# Exercise brief:
Copy out each line of the material that contains the word "image", matching case exactly.

# Extracted data:
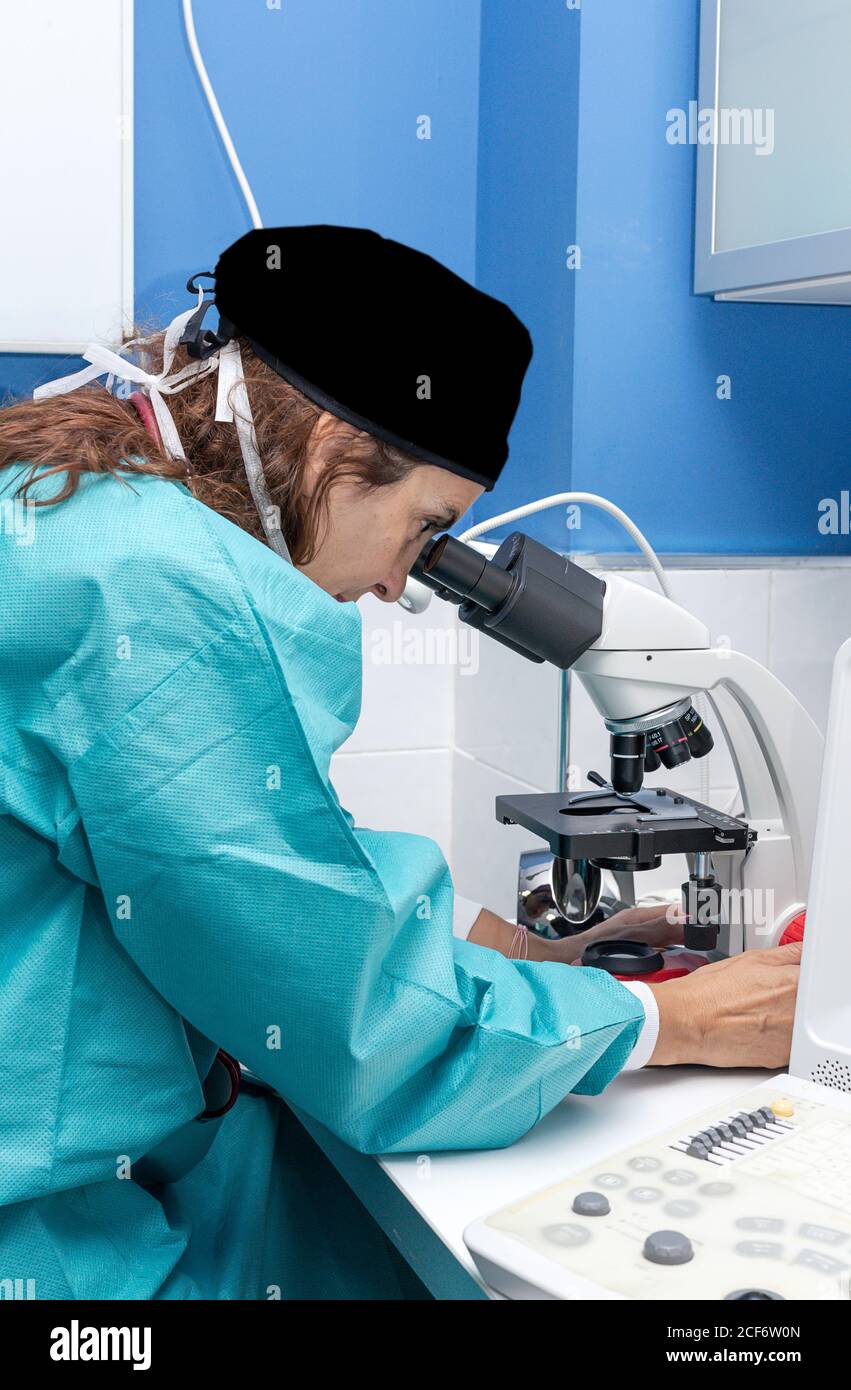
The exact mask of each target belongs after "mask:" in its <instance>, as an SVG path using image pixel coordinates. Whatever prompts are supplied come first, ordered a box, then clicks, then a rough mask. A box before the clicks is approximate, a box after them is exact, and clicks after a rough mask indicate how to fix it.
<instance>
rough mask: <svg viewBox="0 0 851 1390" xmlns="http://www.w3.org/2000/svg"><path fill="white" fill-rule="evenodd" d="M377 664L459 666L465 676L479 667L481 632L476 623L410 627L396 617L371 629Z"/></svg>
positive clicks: (380, 665) (391, 665)
mask: <svg viewBox="0 0 851 1390" xmlns="http://www.w3.org/2000/svg"><path fill="white" fill-rule="evenodd" d="M368 657H370V662H371V663H373V664H374V666H456V667H457V669H459V671H460V674H462V676H476V673H477V671H478V632H477V630H476V628H473V627H467V626H460V627H457V628H456V627H409V626H407V624H406V623H403V621H400V620H396V621H395V623H392V624H391V626H389V627H380V628H375V630H374V631H373V632H370V642H368Z"/></svg>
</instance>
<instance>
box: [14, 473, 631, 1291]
mask: <svg viewBox="0 0 851 1390" xmlns="http://www.w3.org/2000/svg"><path fill="white" fill-rule="evenodd" d="M19 473H21V470H19V468H17V470H15V468H13V470H10V468H7V470H3V471H0V486H4V491H3V492H1V493H0V507H1V509H3V520H4V525H3V527H1V530H0V595H1V603H3V607H1V621H0V981H1V983H0V1058H1V1069H3V1086H1V1087H0V1282H3V1280H8V1282H14V1280H21V1282H22V1283H21V1284H18V1286H17V1287H18V1291H19V1290H21V1289H24V1290H26V1294H29V1295H35V1297H36V1298H71V1297H72V1298H89V1297H95V1298H222V1300H224V1298H275V1297H282V1298H293V1297H330V1298H346V1297H382V1295H385V1294H387V1295H389V1294H391V1293H392V1291H394V1290H396V1291H398V1290H399V1283H398V1277H396V1275H398V1270H396V1269H395V1266H394V1261H392V1255H391V1257H389V1258H388V1247H387V1243H385V1241H384V1237H382V1236H381V1234H380V1232H378V1227H377V1226H374V1223H373V1222H371V1219H370V1218H368V1216H367V1215H366V1212H364V1209H363V1208H362V1207H360V1205H359V1204H357V1201H356V1200H355V1197H353V1195H352V1194H350V1193H349V1190H348V1188H346V1187H345V1184H343V1183H342V1179H339V1177H338V1176H337V1173H335V1172H334V1170H332V1169H331V1168H330V1165H328V1163H327V1161H325V1159H324V1156H323V1155H321V1152H320V1150H318V1148H316V1147H314V1145H313V1141H311V1140H309V1138H307V1136H306V1131H305V1130H303V1127H302V1126H300V1123H299V1122H298V1119H296V1118H295V1116H293V1112H292V1109H291V1108H289V1106H295V1108H296V1109H300V1111H303V1112H305V1113H307V1115H309V1116H313V1118H314V1119H316V1120H318V1122H320V1123H321V1125H324V1126H327V1127H328V1129H330V1130H331V1131H332V1133H334V1134H335V1136H338V1137H339V1138H341V1140H343V1141H345V1143H346V1144H349V1145H352V1147H353V1148H355V1150H359V1151H362V1152H367V1154H381V1152H396V1154H399V1152H416V1154H421V1152H428V1151H435V1150H463V1148H492V1147H503V1145H508V1144H512V1143H513V1141H514V1140H517V1138H519V1137H520V1136H523V1134H524V1133H527V1130H530V1129H531V1126H534V1125H535V1122H537V1120H538V1119H540V1118H541V1116H542V1115H545V1113H546V1112H548V1111H549V1109H552V1106H553V1105H556V1104H558V1102H559V1101H560V1099H562V1098H563V1097H565V1095H566V1094H567V1093H570V1091H577V1093H581V1094H598V1093H599V1091H602V1088H603V1087H605V1086H606V1084H608V1083H609V1081H610V1080H612V1077H613V1076H615V1074H616V1073H617V1072H619V1069H620V1068H622V1066H623V1063H624V1062H626V1059H627V1056H629V1054H630V1051H631V1048H633V1045H634V1042H635V1038H637V1036H638V1031H640V1026H641V1022H642V1013H641V1005H640V1004H638V1001H637V999H635V998H634V997H633V994H630V992H629V991H627V990H624V988H623V987H622V986H620V984H619V983H617V981H616V980H612V979H610V977H609V976H606V974H603V973H602V972H598V970H588V972H584V970H576V969H569V967H566V966H559V965H551V963H546V965H542V963H520V962H514V960H508V959H505V958H503V956H501V955H498V954H496V952H494V951H488V949H485V948H483V947H477V945H473V944H471V942H467V941H459V940H457V938H455V937H453V935H452V880H451V877H449V872H448V867H446V863H445V860H444V858H442V855H441V852H439V849H438V847H437V845H435V844H434V842H432V841H431V840H427V838H424V837H421V835H416V834H400V833H387V831H381V830H371V828H364V827H360V826H356V824H355V821H353V817H352V816H350V815H349V813H348V812H346V810H343V809H342V806H341V803H339V801H338V798H337V794H335V791H334V787H332V784H331V781H330V776H328V765H330V759H331V755H332V753H334V751H335V749H337V748H338V746H339V745H341V744H342V742H343V739H345V738H346V737H348V735H349V734H350V733H352V728H353V726H355V723H356V719H357V713H359V705H360V660H362V655H360V614H359V610H357V607H356V606H355V605H352V603H345V605H341V603H338V602H335V599H334V598H331V596H330V595H328V594H325V592H324V591H323V589H320V588H317V587H316V585H314V584H313V582H311V581H310V580H309V578H306V577H305V575H303V574H300V573H299V571H298V570H295V569H292V567H289V566H288V564H286V563H284V562H282V560H279V559H278V557H277V556H275V555H274V553H273V552H271V550H268V549H267V548H266V546H264V545H261V543H260V542H257V541H256V539H253V538H252V537H249V535H248V534H246V532H243V531H242V530H239V528H238V527H235V525H232V524H231V523H229V521H225V520H224V518H222V517H220V516H218V514H216V513H214V512H211V510H210V509H207V507H204V506H203V505H202V503H199V502H197V500H196V499H195V498H192V495H191V493H189V491H188V489H186V488H185V486H184V485H182V484H175V482H170V481H165V480H160V478H154V477H139V475H133V477H129V475H128V480H127V481H118V480H115V478H114V477H110V475H93V474H88V475H85V477H83V481H82V485H81V488H79V491H78V493H76V495H75V496H72V498H71V499H68V500H65V502H63V503H58V505H57V506H51V507H46V509H39V510H36V512H35V514H33V513H29V514H28V516H26V524H25V525H24V524H22V523H21V524H18V523H17V521H14V520H13V516H11V507H10V505H8V503H10V499H11V496H13V489H14V485H15V482H17V481H18V475H19ZM60 481H61V480H60ZM38 488H39V491H40V495H49V493H50V492H51V491H54V489H56V488H57V478H56V477H54V478H42V480H39V484H38ZM412 717H414V719H416V710H412ZM481 813H483V816H487V815H488V808H487V806H483V809H481ZM218 1048H222V1049H225V1051H227V1052H229V1054H231V1055H232V1056H234V1058H238V1059H239V1062H241V1063H243V1066H246V1068H248V1069H250V1073H253V1074H254V1077H256V1079H259V1081H260V1083H264V1086H253V1084H246V1086H245V1087H243V1090H242V1094H241V1095H239V1099H238V1101H236V1104H235V1105H234V1108H232V1109H231V1111H228V1113H227V1115H224V1118H221V1119H216V1120H199V1119H197V1116H199V1113H200V1112H202V1111H203V1109H204V1104H206V1098H204V1088H203V1086H204V1081H206V1080H207V1077H209V1074H213V1073H211V1069H213V1062H214V1056H216V1054H217V1049H218ZM281 1098H282V1099H281ZM285 1102H288V1104H285ZM202 1133H203V1143H202V1145H200V1151H199V1152H197V1154H196V1156H195V1159H192V1161H191V1162H189V1165H188V1166H186V1163H188V1161H186V1156H185V1154H186V1151H189V1152H193V1145H195V1148H196V1150H197V1136H199V1134H202ZM181 1154H182V1155H184V1156H182V1158H181ZM474 1213H476V1204H474V1200H473V1197H471V1201H470V1215H471V1216H473V1215H474ZM0 1287H1V1286H0ZM11 1287H14V1283H10V1284H7V1286H6V1289H7V1295H8V1290H10V1289H11ZM26 1294H25V1295H26Z"/></svg>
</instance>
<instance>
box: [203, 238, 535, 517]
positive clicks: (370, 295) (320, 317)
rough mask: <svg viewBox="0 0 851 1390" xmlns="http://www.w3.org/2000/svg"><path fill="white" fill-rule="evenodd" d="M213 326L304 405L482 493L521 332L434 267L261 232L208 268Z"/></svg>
mask: <svg viewBox="0 0 851 1390" xmlns="http://www.w3.org/2000/svg"><path fill="white" fill-rule="evenodd" d="M214 299H216V306H217V309H218V311H220V325H221V324H222V322H224V327H225V332H228V331H231V329H234V331H235V332H236V334H241V335H242V336H245V338H248V341H249V343H250V345H252V347H253V350H254V352H256V354H257V356H259V357H260V359H261V360H263V361H266V363H267V364H268V366H270V367H273V368H274V371H277V373H278V375H281V377H284V378H285V379H286V381H289V382H291V384H292V385H293V386H296V388H298V389H299V391H302V392H303V393H305V395H306V396H309V399H310V400H313V402H316V404H318V406H323V409H324V410H330V411H331V413H332V414H335V416H339V418H341V420H346V421H349V424H352V425H355V427H356V428H359V430H366V431H368V434H373V435H377V436H378V438H380V439H384V441H385V442H387V443H392V445H396V448H399V449H403V450H405V452H407V453H410V455H414V457H417V459H421V460H423V461H424V463H431V464H435V466H437V467H438V468H448V470H449V471H451V473H456V474H460V475H462V477H463V478H471V480H473V481H474V482H478V484H481V485H483V486H484V488H487V489H489V488H492V486H494V484H495V482H496V480H498V477H499V473H501V470H502V466H503V464H505V460H506V459H508V455H509V446H508V435H509V430H510V427H512V421H513V418H514V414H516V411H517V406H519V403H520V388H521V385H523V378H524V375H526V368H527V367H528V363H530V360H531V354H533V343H531V338H530V334H528V331H527V328H526V327H524V325H523V324H521V322H520V320H519V318H517V317H516V314H514V313H512V310H510V309H509V307H508V304H503V303H502V302H501V300H499V299H492V297H491V296H489V295H485V293H483V292H481V291H480V289H476V288H474V286H473V285H469V284H467V281H464V279H462V278H460V277H459V275H455V274H453V272H452V271H451V270H446V267H445V265H441V263H439V261H437V260H434V259H432V257H431V256H426V254H424V253H423V252H417V250H414V249H413V247H410V246H403V245H402V243H400V242H394V240H391V239H389V238H387V236H380V235H378V232H371V231H368V229H367V228H362V227H328V225H318V227H267V228H260V229H257V231H253V232H248V234H246V235H245V236H241V238H239V240H238V242H234V245H232V246H228V249H227V250H225V252H222V254H221V256H220V259H218V263H217V265H216V292H214Z"/></svg>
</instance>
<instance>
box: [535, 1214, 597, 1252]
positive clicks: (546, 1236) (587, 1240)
mask: <svg viewBox="0 0 851 1390" xmlns="http://www.w3.org/2000/svg"><path fill="white" fill-rule="evenodd" d="M541 1234H542V1236H545V1237H546V1240H551V1241H552V1244H553V1245H567V1247H570V1245H584V1244H585V1243H587V1241H590V1240H591V1232H590V1230H588V1227H587V1226H573V1225H572V1223H570V1222H566V1220H565V1222H558V1223H556V1225H555V1226H545V1227H544V1230H542V1232H541Z"/></svg>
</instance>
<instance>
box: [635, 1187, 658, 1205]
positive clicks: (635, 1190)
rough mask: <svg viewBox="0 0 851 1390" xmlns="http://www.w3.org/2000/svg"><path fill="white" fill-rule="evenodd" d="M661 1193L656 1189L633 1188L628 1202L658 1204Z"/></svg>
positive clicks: (655, 1187)
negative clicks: (631, 1201) (639, 1202)
mask: <svg viewBox="0 0 851 1390" xmlns="http://www.w3.org/2000/svg"><path fill="white" fill-rule="evenodd" d="M660 1197H662V1193H660V1191H659V1188H658V1187H633V1191H631V1193H630V1201H633V1202H658V1201H659V1198H660Z"/></svg>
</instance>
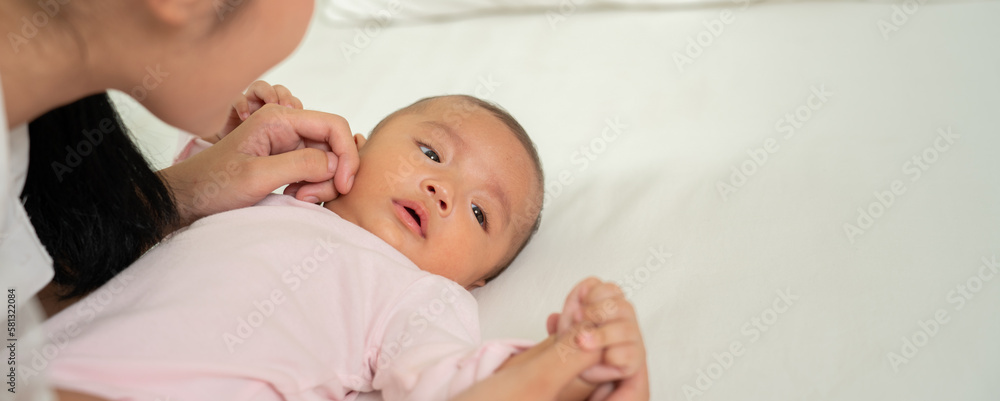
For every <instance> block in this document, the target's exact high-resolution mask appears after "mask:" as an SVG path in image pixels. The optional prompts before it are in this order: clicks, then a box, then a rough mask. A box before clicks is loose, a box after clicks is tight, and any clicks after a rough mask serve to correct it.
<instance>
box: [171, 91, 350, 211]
mask: <svg viewBox="0 0 1000 401" xmlns="http://www.w3.org/2000/svg"><path fill="white" fill-rule="evenodd" d="M359 161H360V160H359V158H358V148H357V145H356V144H355V142H354V138H353V136H352V135H351V129H350V126H348V124H347V121H346V120H344V118H343V117H340V116H337V115H334V114H329V113H322V112H318V111H309V110H300V109H296V108H289V107H283V106H279V105H275V104H266V105H264V106H262V107H260V108H259V109H258V110H256V111H255V112H254V113H252V114H251V115H250V117H249V118H247V119H246V120H245V121H243V122H242V123H241V124H240V125H239V126H237V127H236V129H234V130H233V131H232V132H231V133H229V134H228V135H226V136H225V137H224V138H223V139H222V140H220V141H219V142H218V143H216V144H215V145H213V146H211V147H209V148H207V149H205V150H204V151H202V152H200V153H198V154H196V155H194V156H192V157H191V158H189V159H187V160H185V161H183V162H181V163H178V164H175V165H173V166H171V167H169V168H166V169H164V170H161V171H160V174H161V176H162V177H163V179H164V181H165V182H166V184H167V185H168V186H169V187H170V188H171V190H172V191H173V193H174V200H175V202H176V204H177V208H178V210H179V212H180V214H181V220H182V221H181V227H183V226H185V225H187V224H190V223H191V222H193V221H195V220H197V219H199V218H201V217H204V216H208V215H211V214H214V213H218V212H224V211H227V210H232V209H237V208H242V207H247V206H250V205H253V204H255V203H257V202H259V201H261V200H262V199H264V197H265V196H267V195H268V194H269V193H271V191H274V190H275V189H277V188H279V187H281V186H282V185H286V184H296V185H295V187H294V188H293V189H292V190H286V193H289V192H292V193H291V194H293V195H294V196H295V197H296V199H299V200H304V201H307V202H321V201H327V200H331V199H334V198H336V197H337V195H338V194H344V193H347V192H348V191H350V190H351V186H352V185H353V184H354V175H355V174H356V173H357V171H358V166H359ZM177 228H179V227H177Z"/></svg>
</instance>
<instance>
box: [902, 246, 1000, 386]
mask: <svg viewBox="0 0 1000 401" xmlns="http://www.w3.org/2000/svg"><path fill="white" fill-rule="evenodd" d="M981 260H982V264H980V265H979V266H978V267H976V272H975V273H973V274H972V275H971V276H969V277H968V278H967V279H965V280H964V281H962V282H961V283H959V284H957V285H955V286H954V287H952V289H951V290H949V291H948V293H947V294H946V295H945V297H944V298H945V301H946V302H947V303H949V304H952V311H953V312H958V311H961V310H962V309H963V308H965V305H966V303H968V302H969V301H971V300H972V299H973V298H975V297H976V295H977V294H979V292H980V291H982V290H983V286H984V285H985V284H986V283H988V282H990V281H992V280H993V277H995V276H996V275H997V274H998V273H1000V263H997V256H996V254H994V255H992V256H991V257H990V258H989V259H987V258H986V257H985V256H983V258H982V259H981ZM951 318H952V316H951V314H949V313H948V310H947V309H945V308H938V310H936V311H934V314H933V315H931V316H930V318H928V319H926V320H924V319H918V320H917V329H916V330H914V331H913V332H912V333H911V334H910V335H908V336H902V337H900V345H899V352H898V353H897V352H895V350H893V351H889V352H887V353H886V354H885V358H886V360H887V361H888V362H889V365H890V366H892V371H893V372H895V373H899V367H900V365H903V364H908V363H910V361H912V360H913V359H914V358H916V357H917V355H918V354H919V353H920V350H921V349H923V348H924V347H926V346H927V344H928V343H930V340H932V339H933V338H934V337H935V336H937V335H938V333H940V331H941V329H942V328H944V325H946V324H948V322H950V321H951Z"/></svg>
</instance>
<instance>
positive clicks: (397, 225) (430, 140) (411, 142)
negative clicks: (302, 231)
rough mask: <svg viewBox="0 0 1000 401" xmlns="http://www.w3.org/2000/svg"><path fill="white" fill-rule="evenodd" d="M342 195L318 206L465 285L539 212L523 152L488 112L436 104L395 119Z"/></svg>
mask: <svg viewBox="0 0 1000 401" xmlns="http://www.w3.org/2000/svg"><path fill="white" fill-rule="evenodd" d="M358 146H359V148H358V153H359V154H360V156H361V166H360V168H359V169H358V173H357V175H356V176H355V180H354V186H353V187H352V188H351V191H350V192H349V193H347V194H346V195H342V196H341V197H339V198H337V199H336V200H334V201H331V202H327V203H326V204H325V205H324V207H326V208H327V209H330V210H332V211H333V212H335V213H337V214H338V215H340V216H341V217H342V218H344V219H345V220H347V221H350V222H352V223H354V224H357V225H358V226H360V227H362V228H364V229H366V230H368V231H370V232H371V233H373V234H375V235H376V236H378V237H379V238H381V239H382V240H384V241H385V242H387V243H389V245H392V246H393V247H394V248H396V249H397V250H399V251H400V252H401V253H402V254H403V255H406V257H408V258H409V259H410V260H411V261H413V262H414V263H415V264H416V265H417V266H418V267H420V268H421V269H422V270H425V271H428V272H431V273H434V274H438V275H441V276H444V277H447V278H449V279H451V280H453V281H455V282H456V283H458V284H460V285H462V286H464V287H466V288H468V289H471V288H474V287H477V286H481V285H483V284H484V283H485V281H484V280H485V279H486V278H487V277H489V276H490V275H491V274H492V273H493V272H494V270H495V268H496V267H497V266H498V265H499V264H500V263H501V262H502V261H504V260H507V259H508V258H510V257H511V256H512V253H513V252H515V250H516V247H517V246H518V245H520V241H523V239H524V238H525V236H526V235H527V230H529V229H530V228H531V227H530V226H531V224H532V223H534V220H535V216H518V215H517V213H525V211H530V210H537V208H532V207H531V206H532V205H531V203H532V202H536V201H535V200H536V198H538V197H539V195H540V194H539V193H538V192H539V190H538V189H537V187H538V184H537V183H538V179H539V178H538V177H537V175H536V173H535V170H534V167H533V166H534V165H533V164H532V160H531V158H530V156H529V155H528V153H527V151H526V150H525V149H524V147H523V146H522V145H521V143H520V142H519V141H518V139H517V138H516V137H515V136H514V134H513V133H512V132H511V131H510V129H509V128H507V126H506V125H505V124H504V123H503V122H501V121H500V120H499V119H498V118H497V117H496V116H494V115H493V114H492V113H490V112H489V111H486V110H484V109H481V108H479V107H478V106H474V105H472V104H471V103H469V101H468V100H464V99H461V98H457V99H456V98H452V97H445V98H438V99H433V100H431V101H429V103H428V104H426V105H425V107H423V108H422V109H418V110H416V111H409V112H405V113H401V114H397V115H396V116H395V117H393V118H392V119H391V120H389V121H387V122H386V123H385V124H384V125H383V126H382V128H380V130H379V132H378V133H376V134H375V136H374V137H373V138H372V140H371V141H367V142H366V141H364V139H360V140H359V141H358Z"/></svg>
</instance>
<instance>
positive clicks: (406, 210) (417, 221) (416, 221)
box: [403, 206, 423, 227]
mask: <svg viewBox="0 0 1000 401" xmlns="http://www.w3.org/2000/svg"><path fill="white" fill-rule="evenodd" d="M403 209H406V212H407V213H409V214H410V216H412V217H413V220H416V222H417V225H418V226H421V227H423V225H422V224H420V215H419V214H417V211H416V210H413V209H410V208H408V207H406V206H403Z"/></svg>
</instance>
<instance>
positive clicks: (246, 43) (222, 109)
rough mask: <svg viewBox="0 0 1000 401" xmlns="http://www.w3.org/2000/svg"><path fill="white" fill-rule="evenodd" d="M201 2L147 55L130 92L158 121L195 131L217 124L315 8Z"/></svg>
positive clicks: (310, 0) (305, 28) (220, 123)
mask: <svg viewBox="0 0 1000 401" xmlns="http://www.w3.org/2000/svg"><path fill="white" fill-rule="evenodd" d="M203 1H204V3H202V5H201V6H200V7H199V10H198V12H197V14H196V16H195V17H192V18H191V19H190V20H189V21H185V22H184V24H183V25H182V26H178V27H176V29H175V30H174V31H171V32H168V34H167V35H165V36H166V39H164V42H161V43H163V46H161V49H160V50H158V51H156V52H154V53H153V54H154V56H152V57H147V58H146V59H147V60H150V62H149V63H150V64H149V65H147V66H146V68H145V69H144V70H143V72H144V73H145V74H146V75H145V76H142V77H140V87H141V88H140V87H135V88H132V90H131V91H129V92H130V93H131V94H132V96H133V97H134V98H136V100H139V101H140V102H141V103H143V105H144V106H145V107H146V108H148V109H149V110H150V111H151V112H153V114H155V115H156V116H157V117H159V118H160V119H161V120H163V121H165V122H166V123H168V124H171V125H174V126H176V127H178V128H181V129H183V130H185V131H188V132H191V133H194V134H197V135H206V134H212V133H215V132H216V131H218V130H219V129H221V128H222V126H223V124H224V122H225V119H226V117H227V116H228V114H229V111H230V108H231V105H232V102H233V101H234V100H236V99H237V97H238V96H240V94H241V93H242V92H243V90H244V89H246V87H247V86H248V85H249V84H250V83H251V82H252V81H254V80H255V79H257V78H259V77H260V76H261V75H263V74H264V73H265V72H266V71H267V70H268V69H270V68H271V67H273V66H274V65H276V64H277V63H278V62H280V61H281V60H283V59H284V58H285V57H287V56H288V55H289V54H291V52H292V50H294V49H295V48H296V46H297V45H298V44H299V42H300V41H301V40H302V37H303V36H304V35H305V32H306V28H307V26H308V25H309V21H310V18H311V16H312V12H313V6H314V1H313V0H281V1H276V0H203ZM161 36H163V35H161ZM126 90H127V88H126Z"/></svg>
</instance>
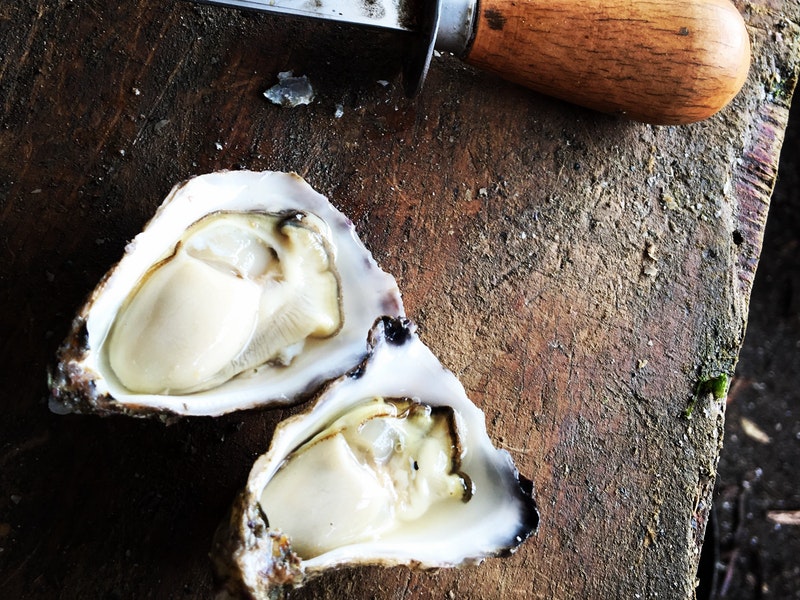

# Exercise solution:
The exact mask of each target belongs after "mask:" in its <instance>, as an SVG path using image pixel coordinates. Whatever prompts are supplied come first, ordered a box, then clicks, then a rough mask. A box before the clicks is approximate, a box after them is exact, and clicks after a rough mask indicate how to fix it.
For every <instance> block in this document, the target's exact high-resolution mask appears after "mask:" as an SVG path in image pixels. The optional prompts before it are in this order: clicks, then a box, then a rough mask. A box before clicks is loose, a box after clicks is tight, and any clicks after a rough mask serve to correct it.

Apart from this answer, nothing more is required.